▶ Passage to read
ShuffleWire commented 2 years ago

This might be causing this behavior : WbSimulationWorld.cpp:328 mTimer->start(0); // the 0 argument here is important, don't remove it Because it create a active wait situation, i think. This code date from 2018, does it actually still make sense ? (not throwing shade, I think that because a lot of refactoring around external controller have been made these days)

The thing that puzzle me is the different behavior between before connecting the external controller and after disconnecting it...

omichel commented 2 years ago

Yes, it might be the cause of the problem. Can you try to patch it to see if you can manage to get rid of the problem?

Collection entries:

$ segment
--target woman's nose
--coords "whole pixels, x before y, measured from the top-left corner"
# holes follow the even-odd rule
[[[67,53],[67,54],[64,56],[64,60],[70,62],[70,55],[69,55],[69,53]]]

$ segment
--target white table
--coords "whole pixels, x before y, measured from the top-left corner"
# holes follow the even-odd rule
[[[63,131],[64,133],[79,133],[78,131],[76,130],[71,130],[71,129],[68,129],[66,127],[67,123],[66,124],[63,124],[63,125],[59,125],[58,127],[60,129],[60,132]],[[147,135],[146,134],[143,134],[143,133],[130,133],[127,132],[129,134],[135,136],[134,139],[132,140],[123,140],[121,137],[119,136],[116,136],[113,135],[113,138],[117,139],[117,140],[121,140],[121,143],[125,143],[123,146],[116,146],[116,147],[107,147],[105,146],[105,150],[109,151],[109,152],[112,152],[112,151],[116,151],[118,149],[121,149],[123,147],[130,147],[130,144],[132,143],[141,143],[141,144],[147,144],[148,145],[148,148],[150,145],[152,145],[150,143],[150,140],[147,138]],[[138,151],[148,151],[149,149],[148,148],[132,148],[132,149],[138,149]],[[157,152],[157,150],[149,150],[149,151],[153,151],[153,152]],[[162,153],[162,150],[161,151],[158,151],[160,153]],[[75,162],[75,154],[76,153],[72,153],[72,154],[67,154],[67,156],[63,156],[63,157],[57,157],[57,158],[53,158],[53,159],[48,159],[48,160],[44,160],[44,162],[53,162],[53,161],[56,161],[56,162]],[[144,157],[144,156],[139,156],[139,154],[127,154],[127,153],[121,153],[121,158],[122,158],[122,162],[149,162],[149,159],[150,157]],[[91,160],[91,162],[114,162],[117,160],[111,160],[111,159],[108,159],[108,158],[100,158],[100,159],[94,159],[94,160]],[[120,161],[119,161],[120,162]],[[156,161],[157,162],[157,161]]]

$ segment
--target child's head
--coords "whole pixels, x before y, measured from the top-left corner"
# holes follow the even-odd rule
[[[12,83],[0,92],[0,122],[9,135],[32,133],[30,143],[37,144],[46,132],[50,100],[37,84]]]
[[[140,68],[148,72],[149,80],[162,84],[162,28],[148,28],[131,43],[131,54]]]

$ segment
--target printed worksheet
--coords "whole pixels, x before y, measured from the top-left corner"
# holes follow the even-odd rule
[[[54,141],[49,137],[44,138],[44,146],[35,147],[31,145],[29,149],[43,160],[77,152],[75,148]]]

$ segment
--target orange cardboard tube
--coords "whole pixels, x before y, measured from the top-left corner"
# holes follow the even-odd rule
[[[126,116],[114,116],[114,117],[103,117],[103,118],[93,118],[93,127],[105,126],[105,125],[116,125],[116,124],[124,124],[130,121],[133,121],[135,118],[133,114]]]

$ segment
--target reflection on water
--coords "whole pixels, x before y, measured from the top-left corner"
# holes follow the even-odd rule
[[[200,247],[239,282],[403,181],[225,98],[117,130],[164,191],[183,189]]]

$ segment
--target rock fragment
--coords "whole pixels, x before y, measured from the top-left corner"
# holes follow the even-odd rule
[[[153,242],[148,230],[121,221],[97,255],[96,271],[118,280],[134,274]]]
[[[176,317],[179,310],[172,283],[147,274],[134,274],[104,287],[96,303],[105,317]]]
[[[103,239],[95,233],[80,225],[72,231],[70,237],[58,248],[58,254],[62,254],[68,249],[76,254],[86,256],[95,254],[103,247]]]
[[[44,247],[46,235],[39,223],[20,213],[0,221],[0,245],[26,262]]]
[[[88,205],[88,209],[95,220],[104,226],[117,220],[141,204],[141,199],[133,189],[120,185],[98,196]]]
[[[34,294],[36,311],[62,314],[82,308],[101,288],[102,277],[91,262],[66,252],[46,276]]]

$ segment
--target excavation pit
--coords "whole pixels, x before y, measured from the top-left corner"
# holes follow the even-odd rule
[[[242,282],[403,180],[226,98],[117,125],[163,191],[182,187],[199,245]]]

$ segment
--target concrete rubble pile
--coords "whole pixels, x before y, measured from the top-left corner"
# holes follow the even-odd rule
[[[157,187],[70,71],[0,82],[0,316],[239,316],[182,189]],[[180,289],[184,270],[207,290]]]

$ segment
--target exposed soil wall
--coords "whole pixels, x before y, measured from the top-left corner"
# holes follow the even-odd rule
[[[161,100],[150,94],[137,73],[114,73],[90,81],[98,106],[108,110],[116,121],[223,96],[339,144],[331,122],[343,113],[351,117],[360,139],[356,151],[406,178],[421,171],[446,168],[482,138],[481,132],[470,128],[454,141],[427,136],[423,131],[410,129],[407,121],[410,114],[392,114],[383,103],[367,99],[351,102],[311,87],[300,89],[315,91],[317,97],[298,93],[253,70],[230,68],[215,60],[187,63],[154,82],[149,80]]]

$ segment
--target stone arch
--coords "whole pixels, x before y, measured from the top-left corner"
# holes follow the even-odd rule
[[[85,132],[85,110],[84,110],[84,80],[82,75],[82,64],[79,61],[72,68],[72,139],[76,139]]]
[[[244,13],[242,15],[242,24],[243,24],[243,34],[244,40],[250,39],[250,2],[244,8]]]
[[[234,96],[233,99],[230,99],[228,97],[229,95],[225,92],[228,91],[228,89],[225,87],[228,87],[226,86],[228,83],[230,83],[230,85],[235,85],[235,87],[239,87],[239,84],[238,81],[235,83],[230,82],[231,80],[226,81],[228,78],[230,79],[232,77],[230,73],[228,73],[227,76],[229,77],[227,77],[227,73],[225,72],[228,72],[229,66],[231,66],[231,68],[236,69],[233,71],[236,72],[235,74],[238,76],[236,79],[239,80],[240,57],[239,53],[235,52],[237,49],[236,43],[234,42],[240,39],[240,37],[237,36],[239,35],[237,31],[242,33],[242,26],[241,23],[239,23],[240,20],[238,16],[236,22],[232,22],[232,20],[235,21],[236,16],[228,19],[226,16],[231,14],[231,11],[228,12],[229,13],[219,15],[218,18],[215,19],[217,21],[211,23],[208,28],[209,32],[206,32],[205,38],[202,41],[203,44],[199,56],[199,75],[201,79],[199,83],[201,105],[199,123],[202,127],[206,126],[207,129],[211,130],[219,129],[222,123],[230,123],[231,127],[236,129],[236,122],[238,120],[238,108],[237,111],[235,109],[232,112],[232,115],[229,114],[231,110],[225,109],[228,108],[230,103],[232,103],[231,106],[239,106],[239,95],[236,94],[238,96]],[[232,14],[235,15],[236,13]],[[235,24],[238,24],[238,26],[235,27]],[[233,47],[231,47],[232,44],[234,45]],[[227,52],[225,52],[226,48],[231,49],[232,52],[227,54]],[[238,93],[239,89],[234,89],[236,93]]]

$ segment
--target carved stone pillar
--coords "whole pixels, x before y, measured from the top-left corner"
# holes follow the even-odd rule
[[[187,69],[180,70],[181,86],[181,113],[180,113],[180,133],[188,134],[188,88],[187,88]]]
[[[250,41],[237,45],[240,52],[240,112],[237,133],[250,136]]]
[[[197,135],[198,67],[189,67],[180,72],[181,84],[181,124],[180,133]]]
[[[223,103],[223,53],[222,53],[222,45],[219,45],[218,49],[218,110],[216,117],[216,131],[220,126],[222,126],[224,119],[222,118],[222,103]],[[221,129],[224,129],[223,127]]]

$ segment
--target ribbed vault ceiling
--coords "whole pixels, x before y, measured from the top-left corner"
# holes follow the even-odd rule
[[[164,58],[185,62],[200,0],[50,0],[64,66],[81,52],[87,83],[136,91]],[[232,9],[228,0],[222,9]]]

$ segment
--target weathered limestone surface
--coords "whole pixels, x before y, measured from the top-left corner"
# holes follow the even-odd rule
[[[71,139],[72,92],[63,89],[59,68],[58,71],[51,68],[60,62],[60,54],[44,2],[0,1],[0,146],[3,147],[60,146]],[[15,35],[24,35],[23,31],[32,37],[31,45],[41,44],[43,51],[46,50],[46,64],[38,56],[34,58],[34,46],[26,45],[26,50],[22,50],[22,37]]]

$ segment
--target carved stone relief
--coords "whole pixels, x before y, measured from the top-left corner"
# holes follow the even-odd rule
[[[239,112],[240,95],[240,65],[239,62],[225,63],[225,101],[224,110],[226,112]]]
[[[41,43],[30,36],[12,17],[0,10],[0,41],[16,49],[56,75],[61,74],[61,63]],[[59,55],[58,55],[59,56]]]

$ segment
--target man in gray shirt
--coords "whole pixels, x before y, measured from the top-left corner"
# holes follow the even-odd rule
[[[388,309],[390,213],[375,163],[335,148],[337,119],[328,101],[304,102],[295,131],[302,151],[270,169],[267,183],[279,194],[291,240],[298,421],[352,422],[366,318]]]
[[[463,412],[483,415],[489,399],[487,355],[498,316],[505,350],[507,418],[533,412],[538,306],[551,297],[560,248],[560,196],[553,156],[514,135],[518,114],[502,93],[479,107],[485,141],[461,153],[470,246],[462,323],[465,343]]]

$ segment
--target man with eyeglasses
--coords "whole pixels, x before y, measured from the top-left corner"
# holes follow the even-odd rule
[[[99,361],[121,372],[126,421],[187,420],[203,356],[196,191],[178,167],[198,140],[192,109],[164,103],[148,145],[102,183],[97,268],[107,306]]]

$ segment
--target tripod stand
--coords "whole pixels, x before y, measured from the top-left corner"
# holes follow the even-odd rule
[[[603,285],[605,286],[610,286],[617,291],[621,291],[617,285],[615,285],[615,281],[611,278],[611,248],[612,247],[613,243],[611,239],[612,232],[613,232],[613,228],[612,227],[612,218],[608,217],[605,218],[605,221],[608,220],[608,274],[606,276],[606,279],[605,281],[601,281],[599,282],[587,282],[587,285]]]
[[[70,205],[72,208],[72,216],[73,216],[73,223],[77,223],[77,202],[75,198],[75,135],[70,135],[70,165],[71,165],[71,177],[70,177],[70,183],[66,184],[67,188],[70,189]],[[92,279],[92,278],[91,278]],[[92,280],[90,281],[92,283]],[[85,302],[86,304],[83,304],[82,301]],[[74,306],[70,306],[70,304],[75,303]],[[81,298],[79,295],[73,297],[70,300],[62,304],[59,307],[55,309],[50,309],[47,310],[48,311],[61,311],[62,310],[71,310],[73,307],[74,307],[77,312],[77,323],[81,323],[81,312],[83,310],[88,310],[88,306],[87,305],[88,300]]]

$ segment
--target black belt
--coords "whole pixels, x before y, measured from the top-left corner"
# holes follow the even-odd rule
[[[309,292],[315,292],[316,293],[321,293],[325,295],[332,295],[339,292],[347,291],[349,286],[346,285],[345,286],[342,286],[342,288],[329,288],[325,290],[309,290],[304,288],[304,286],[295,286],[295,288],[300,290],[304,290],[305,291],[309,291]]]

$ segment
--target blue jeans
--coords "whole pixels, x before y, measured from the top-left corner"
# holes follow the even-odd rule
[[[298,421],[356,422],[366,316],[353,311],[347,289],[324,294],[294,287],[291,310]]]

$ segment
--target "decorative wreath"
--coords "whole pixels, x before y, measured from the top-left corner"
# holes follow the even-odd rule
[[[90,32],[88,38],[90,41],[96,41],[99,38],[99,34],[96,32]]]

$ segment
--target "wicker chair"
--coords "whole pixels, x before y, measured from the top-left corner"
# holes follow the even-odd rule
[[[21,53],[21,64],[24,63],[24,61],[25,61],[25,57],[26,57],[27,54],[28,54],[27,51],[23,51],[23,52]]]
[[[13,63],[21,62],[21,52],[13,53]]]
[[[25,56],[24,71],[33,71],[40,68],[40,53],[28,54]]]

▶ Work to do
Resume the forum thread about the external controller and the simulation timer, starting right after its last post. The lines above have no part in this work.

▶ Result below
ShuffleWire commented 2 years ago

So I've tried something, but not about this line. Actually, it's correct to put 0 : After some testing, setting to 1 reduce the issue, but reduce also the performance by adding a sleep at each time-step. I've noticed that by putting 1000 (1sec) here, and I got step that took 1 real second to execute... So that should not be the way to go

omichel commented 1 year ago

@SammyRamone and @ShuffleWire: may I kindly ask you to test #5329 and confirm it fixes the problems you reported here?

ygoumaz commented 1 year ago

The PR was merged this morning. @SammyRamone and @ShuffleWire, feel free to test the next nightly build available tonight (31-10-2022) and to confirm that the changes fixed your issues.

ShuffleWire commented 1 year ago

Sorry for late reply, was out of office. It work for me ! Thank you !